##### Records shown

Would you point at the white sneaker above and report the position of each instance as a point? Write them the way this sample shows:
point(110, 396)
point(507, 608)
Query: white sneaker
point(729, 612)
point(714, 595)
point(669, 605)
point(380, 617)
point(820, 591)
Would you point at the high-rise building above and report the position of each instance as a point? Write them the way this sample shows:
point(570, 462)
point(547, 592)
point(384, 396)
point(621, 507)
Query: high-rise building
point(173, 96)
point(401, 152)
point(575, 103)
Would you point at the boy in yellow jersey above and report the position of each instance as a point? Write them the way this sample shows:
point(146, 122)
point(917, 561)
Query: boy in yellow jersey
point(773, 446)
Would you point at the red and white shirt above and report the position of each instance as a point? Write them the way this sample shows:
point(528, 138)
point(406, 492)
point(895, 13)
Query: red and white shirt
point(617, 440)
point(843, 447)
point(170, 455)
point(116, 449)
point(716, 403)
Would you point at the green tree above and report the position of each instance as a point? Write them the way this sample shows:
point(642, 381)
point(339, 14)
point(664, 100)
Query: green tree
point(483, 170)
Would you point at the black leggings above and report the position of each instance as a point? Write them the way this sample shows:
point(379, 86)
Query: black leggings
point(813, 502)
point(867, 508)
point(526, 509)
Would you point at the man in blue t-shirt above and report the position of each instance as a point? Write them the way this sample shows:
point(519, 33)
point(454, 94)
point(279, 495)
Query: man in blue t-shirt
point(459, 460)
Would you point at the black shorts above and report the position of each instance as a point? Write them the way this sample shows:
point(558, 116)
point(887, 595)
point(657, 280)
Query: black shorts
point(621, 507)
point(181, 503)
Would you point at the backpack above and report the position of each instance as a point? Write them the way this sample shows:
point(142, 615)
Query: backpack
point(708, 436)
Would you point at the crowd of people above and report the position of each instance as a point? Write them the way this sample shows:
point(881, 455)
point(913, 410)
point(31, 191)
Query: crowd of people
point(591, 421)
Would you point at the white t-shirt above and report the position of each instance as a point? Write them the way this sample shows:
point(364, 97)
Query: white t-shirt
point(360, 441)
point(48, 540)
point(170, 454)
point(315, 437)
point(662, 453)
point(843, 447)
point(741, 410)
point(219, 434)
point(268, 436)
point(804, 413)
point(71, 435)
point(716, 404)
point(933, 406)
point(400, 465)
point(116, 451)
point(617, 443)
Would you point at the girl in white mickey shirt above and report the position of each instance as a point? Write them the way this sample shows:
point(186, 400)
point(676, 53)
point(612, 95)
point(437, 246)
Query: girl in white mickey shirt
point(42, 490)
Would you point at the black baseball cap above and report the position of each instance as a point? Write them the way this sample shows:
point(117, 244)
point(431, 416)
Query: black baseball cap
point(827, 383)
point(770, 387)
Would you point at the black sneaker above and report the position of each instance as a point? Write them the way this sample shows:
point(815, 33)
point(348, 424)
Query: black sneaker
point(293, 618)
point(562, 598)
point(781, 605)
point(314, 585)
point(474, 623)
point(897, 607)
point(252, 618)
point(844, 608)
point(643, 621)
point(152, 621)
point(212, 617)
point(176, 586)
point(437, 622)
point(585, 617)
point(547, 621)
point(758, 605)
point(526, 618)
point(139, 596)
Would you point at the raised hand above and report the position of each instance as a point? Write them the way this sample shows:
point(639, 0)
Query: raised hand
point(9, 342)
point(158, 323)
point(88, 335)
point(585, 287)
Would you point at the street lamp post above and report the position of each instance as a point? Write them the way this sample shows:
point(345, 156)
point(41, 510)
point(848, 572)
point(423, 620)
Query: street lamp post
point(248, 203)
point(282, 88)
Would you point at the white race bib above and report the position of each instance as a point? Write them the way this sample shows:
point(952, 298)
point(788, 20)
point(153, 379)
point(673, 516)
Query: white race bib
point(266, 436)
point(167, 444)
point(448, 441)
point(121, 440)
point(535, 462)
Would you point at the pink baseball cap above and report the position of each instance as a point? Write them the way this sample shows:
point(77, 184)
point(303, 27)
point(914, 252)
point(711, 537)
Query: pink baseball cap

##########

What to do:
Repeat every line of the material above verbatim, from the first line to the last, without any changes.

Solution to this task:
Would you point at the white sneaker above and report the position of each instance as a point? Write them the way this sample shows:
point(110, 396)
point(507, 608)
Query: white sneaker
point(729, 612)
point(714, 595)
point(669, 605)
point(380, 617)
point(820, 591)
Would you point at the high-rise building above and report the position of each instance as a point? Write them the way this sample shows:
point(570, 462)
point(547, 592)
point(384, 396)
point(621, 507)
Query: high-rise building
point(173, 96)
point(401, 152)
point(575, 103)
Would you point at the boy in yellow jersey above and report the position of each instance as a point? Write them the way this sample shows:
point(146, 122)
point(917, 561)
Query: boy in yellow jersey
point(773, 446)
Would you point at the red and white shirt above and report the position of each instance as a point? Write them the way this sample shows:
point(528, 138)
point(406, 492)
point(895, 13)
Query: red and white shirt
point(617, 440)
point(843, 447)
point(170, 455)
point(116, 449)
point(716, 403)
Would you point at the green tree above and report the position of each instance as a point? Write them the way this sample shows:
point(642, 381)
point(339, 14)
point(664, 100)
Query: green tree
point(483, 170)
Would you point at the black leggings above and report the position of each instance as a point? Write them the way this sample shows:
point(379, 86)
Query: black leggings
point(813, 502)
point(867, 508)
point(526, 509)
Would you point at the man in blue t-shirt above and report the position of each instance as a point? Write them the way this sample shows:
point(519, 33)
point(454, 94)
point(279, 495)
Query: man in blue t-shirt
point(459, 460)
Would you point at the black shorts above and report the position of each instance as a point? Write them the way this sample shows:
point(558, 116)
point(887, 595)
point(657, 280)
Query: black shorts
point(621, 507)
point(181, 503)
Would you point at the backpack above and report the position of each instance as a point? Write them the way this sample shows:
point(142, 615)
Query: backpack
point(708, 436)
Would you point at the crowd of people above and report the position of each instance as a point? Write them the way this sample shows:
point(881, 455)
point(913, 410)
point(31, 191)
Query: crowd of people
point(591, 421)
Would you point at the white t-shirt above and report the position of each instance as a point? Write them the way this sample shows:
point(364, 97)
Query: white t-shirt
point(360, 441)
point(48, 540)
point(170, 454)
point(315, 437)
point(662, 453)
point(843, 447)
point(741, 410)
point(219, 434)
point(268, 436)
point(804, 413)
point(71, 435)
point(716, 404)
point(933, 406)
point(400, 465)
point(116, 451)
point(617, 443)
Would you point at the girl in white mickey shirt above and report the position of each instance as a point? Write them the way this sample shows:
point(186, 400)
point(676, 53)
point(612, 95)
point(437, 246)
Query: girl in white mickey shirt
point(42, 490)
Would you point at the black baseball cap above and report the position of each instance as a point? Write them the way this sample shows:
point(117, 244)
point(431, 416)
Query: black baseball cap
point(827, 383)
point(770, 387)
Would you point at the black sneaker above and report the position of each instance as a point? Write them the way this sample shows:
point(815, 33)
point(348, 424)
Query: black sneaker
point(293, 618)
point(562, 598)
point(781, 605)
point(314, 585)
point(474, 623)
point(897, 607)
point(252, 618)
point(844, 608)
point(643, 621)
point(152, 621)
point(212, 617)
point(176, 586)
point(437, 622)
point(585, 617)
point(547, 621)
point(758, 605)
point(526, 618)
point(139, 596)
Would you point at the raised hand above and report the position of each instance as a point? Write them the way this sample shows:
point(639, 0)
Query: raised hand
point(9, 342)
point(158, 323)
point(88, 335)
point(585, 287)
Would you point at the street lamp post above and report the position of each instance as a point? Write them the way this sample shows:
point(345, 156)
point(41, 510)
point(848, 572)
point(423, 620)
Query: street lamp post
point(248, 203)
point(282, 88)
Would you point at the white race bib above and report the position of each instance as a point? Write them the way this sample shows:
point(952, 298)
point(788, 20)
point(153, 379)
point(673, 516)
Query: white race bib
point(266, 436)
point(167, 444)
point(448, 441)
point(121, 440)
point(535, 462)
Would you point at the pink baseball cap above and report the position of each instance as a point? Write them the way this sample shows:
point(77, 184)
point(303, 27)
point(914, 252)
point(711, 537)
Query: pink baseball cap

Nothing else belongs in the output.